→ Text block

A sub-kpc-scale binary active galactic nucleus with double narrow-line regions

Abstract

We present the kinematic properties of a type-2 Quasi stellar object (QSO), SDSS J132323.33−015941.9 at z ∼ 0.35, based on the analysis of Very Large Telescope integral field spectroscopy and Hubble Space Telescope (HST) imaging, which suggest that the target is a binary active galactic nucleus (AGN) with double narrow-line regions. The QSO features double-peaked emission lines ([O iii] and Hβ) which can be decomposed into two kinematic components. The flux-weighted centroids of the blue and red components are separated by ∼0.2 arcsec (0.8 kpc in projection) and coincide with the location of the two stellar cores detected in the HST broad-band images, implying that both stellar cores host an active black hole. The line-of-sight velocity of the blue component is comparable to the luminosity-weighted velocity of stars in the host galaxy, while the red component is redshifted by ∼240 km s⁻¹, consistent with typical velocity offsets of two cores in a late stage of a galaxy merger. If confirmed, the target is one of the rare cases of sub-kpc-scale binary AGNs, providing a test-bed for understanding the binary AGN population.

INTRODUCTION

Galaxy mergers represent an important stage in the evolution of galaxies. In the course of gas-rich mergers, accretion activity is triggered on to one or both black holes (BHs). As the merger evolves, a bound pair of supermassive black holes (SMBHs) is formed (Begelman, Blandford & Rees 1980), which will ultimately coalesce, emitting a giant burst of gravitational wave emission (see Centrella et al. 2010 for a review). Identifying pairs of accreting SMBHs in all stages of galaxy merging is therefore of great interest; hence, an active search has been ongoing. While a few candidate sub-parsec binary SMBHs have been reported based on semiperiodic light curves or characteristic structures in radio jets (e.g. Valtonen et al. 2011, see Komossa 2006 for a review), they lack spatially resolved observations, thus still awaiting confirmation. Spatially resolved spectroscopy is a powerful tool to reveal and confirm the wider pairs of SMBHs, and an intense search is currently ongoing. Nevertheless, only a few spatially resolved close pairs [binary active galactic nuclei (AGNs)] at ≲1 kpc separation have been confirmed so far through X-ray and radio observations (Komossa et al. 2003; Rodriguez et al. 2006; Fabbiano et al. 2011).

→ Items
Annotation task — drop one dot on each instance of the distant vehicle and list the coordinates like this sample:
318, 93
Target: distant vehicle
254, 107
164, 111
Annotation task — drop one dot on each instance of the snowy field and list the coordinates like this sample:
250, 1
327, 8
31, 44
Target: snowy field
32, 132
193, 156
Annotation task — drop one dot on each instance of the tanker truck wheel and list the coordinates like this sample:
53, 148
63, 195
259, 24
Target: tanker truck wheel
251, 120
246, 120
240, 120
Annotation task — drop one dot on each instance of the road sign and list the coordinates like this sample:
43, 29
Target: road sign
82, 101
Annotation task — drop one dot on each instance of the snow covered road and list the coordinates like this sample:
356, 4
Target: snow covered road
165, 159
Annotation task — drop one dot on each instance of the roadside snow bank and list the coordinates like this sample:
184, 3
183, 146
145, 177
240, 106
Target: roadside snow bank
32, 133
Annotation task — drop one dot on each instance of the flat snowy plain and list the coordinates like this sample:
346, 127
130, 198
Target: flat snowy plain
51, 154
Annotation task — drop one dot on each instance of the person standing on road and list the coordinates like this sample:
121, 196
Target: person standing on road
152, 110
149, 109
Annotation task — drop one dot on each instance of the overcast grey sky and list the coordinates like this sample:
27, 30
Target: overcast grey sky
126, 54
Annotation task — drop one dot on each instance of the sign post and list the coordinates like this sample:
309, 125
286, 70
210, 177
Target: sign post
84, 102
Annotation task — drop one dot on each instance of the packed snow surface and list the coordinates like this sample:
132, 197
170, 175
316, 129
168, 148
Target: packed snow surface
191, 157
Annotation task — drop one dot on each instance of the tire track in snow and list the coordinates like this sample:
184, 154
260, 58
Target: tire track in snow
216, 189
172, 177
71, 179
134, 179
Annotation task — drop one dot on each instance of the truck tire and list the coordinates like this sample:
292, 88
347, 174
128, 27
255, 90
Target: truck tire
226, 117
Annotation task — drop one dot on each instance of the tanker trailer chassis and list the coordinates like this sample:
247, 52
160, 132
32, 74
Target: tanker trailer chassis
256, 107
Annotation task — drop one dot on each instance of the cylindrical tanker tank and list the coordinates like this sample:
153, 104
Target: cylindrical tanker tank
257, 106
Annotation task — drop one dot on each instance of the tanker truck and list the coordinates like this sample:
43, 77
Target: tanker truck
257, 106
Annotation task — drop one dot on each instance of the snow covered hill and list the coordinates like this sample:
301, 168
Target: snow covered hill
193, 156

→ List of tasks
1. Condense the paragraph in the binary AGN article that begins "Galaxy mergers represent an important stage" into a bulleted list that keeps its main facts.
2. Write the next part of the binary AGN article, picking up after its final sentence.

→ Results
1.
- Galaxy mergers are an important stage in galaxy evolution.
- In gas-rich mergers, accretion is triggered onto one or both black holes.
- As the merger evolves, a bound pair of supermassive black holes (SMBHs) forms (Begelman, Blandford & Rees 1980). The pair eventually coalesces, emitting a giant burst of gravitational waves (review: Centrella et al. 2010).
- Identifying pairs of accreting SMBHs at all merger stages is therefore of great interest, and an active search is ongoing.
- A few candidate sub-parsec binary SMBHs have been reported from semiperiodic light curves or radio-jet structures (e.g. Valtonen et al. 2011; review: Komossa 2006). They lack spatially resolved observations and still await confirmation.
- Spatially resolved spectroscopy can reveal and confirm wider SMBH pairs, and an intense search with it is underway.
- Only a few spatially resolved close pairs (binary AGNs) at ≲1 kpc separation have been confirmed so far, through X-ray and radio observations (Komossa et al. 2003; Rodriguez et al. 2006; Fabbiano et al. 2011).

2.
Recently, double-peaked narrow emission lines have been employed to search for binary AGNs, making use of large spectroscopic data bases, i.e. the Sloan Digital Sky Survey (SDSS; e.g. Zhou et al. 2004; Xu & Komossa 2009; Liu et al. 2010, 2013; Smith et al. 2010; Comerford et al. 2012; Fu et al. 2012; Ge et al. 2012; Barrows et al. 2013; Benítez et al. 2013). Apart from binary AGN, however, a number of other mechanisms can potentially produce double-peaked narrow emission lines at separations of a few hundred km s⁻¹, including jet–cloud interactions, bi-conical outflows, special narrow-line region (NLR) geometries or a single AGN illuminating the interstellar media of two galaxies (Xu & Komossa 2009, and references therein). Therefore, follow-up spatially resolved spectroscopy is essential in selecting true AGN pairs, by identifying the host galaxy (merger) itself and the two active cores. Follow-up observations of double-peaked emission line AGNs have shown that only a small fraction (2–10 per cent) of them likely harbours dual AGNs (e.g. Shen et al. 2011; Comerford et al. 2012; Fu et al. 2012). In the radio regime, for example, some sources turned out to be dominated by radio jets (e.g. Rosario et al. 2010), while others are genuine dual radio-AGN (e.g. Fu et al. 2011).

Here, we present the discovery of a sub-kpc-scale binary AGN candidate in a type-2 Quasi stellar object (QSO), SDSS J132323.33−015941.9 (hereafter J1323), based on Very Large Telescope (VLT) spectroscopy combined with Hubble Space Telescope (HST) imaging. At the redshift of the QSO, z = 0.35, 1 arcsec corresponds to ∼4.9 kpc, assuming H₀ = 70 km s⁻¹ Mpc⁻¹, Ω_Λ = 0.7 and Ω_m = 0.3. Very few such sub-kpc systems have been reported so far (Rodriguez et al. 2006; Fabbiano et al. 2011). Their identification is also important for studying the initial conditions which later define the rapidity of binary coalescence and the amplitude of gravitational wave recoil.

OBSERVATION AND REDUCTION

VLT IFU spectroscopy

Using the VLT VIMOS instrument (Le Févre et al. 2003), we obtained integral field unit (IFU) spectra of J1323 on 2006 February 24, with ∼0.7 arcsec seeing according to the seeing monitor of the observatory. The total exposure time, 5445 s, was split into three exposures of 1815 s each. We chose the high-resolution (HR) grism of VIMOS with a spectral resolution of R ∼ 2650, covering a spectral range of 5250–7400 Å, which includes the rest-frame [O iii] λλ4959, 5007 and Hβ lines of the target. The VIMOS field of view was set to 13 arcsec × 13 arcsec, providing a spatial resolution of 0.33 arcsec spaxel⁻¹.

The data were reduced by a customized pipeline based on the data reduction software developed for the Calar Alto legacy integral field area (CALIFA) survey (Sánchez et al. 2012; Husemann et al. 2013). Principal reduction steps include bias subtraction, cosmic ray detection with pycosmic (Husemann et al. 2012), fibre tracing, optimal extraction of spectra, wavelength calibration using arc lamp exposures, fibre transmission correction, flux calibration using standard star exposures and correction for differential atmospheric refraction. VIMOS suffers from instrumental flexures that need to be properly taken into account during the calibration of each exposure. The flexure effect was characterized in each science exposure by measuring the offset of the fibre traces between the science and continuum exposures as a function of wavelength as well as measuring offsets from the expected centroid wavelength of prominent sky lines.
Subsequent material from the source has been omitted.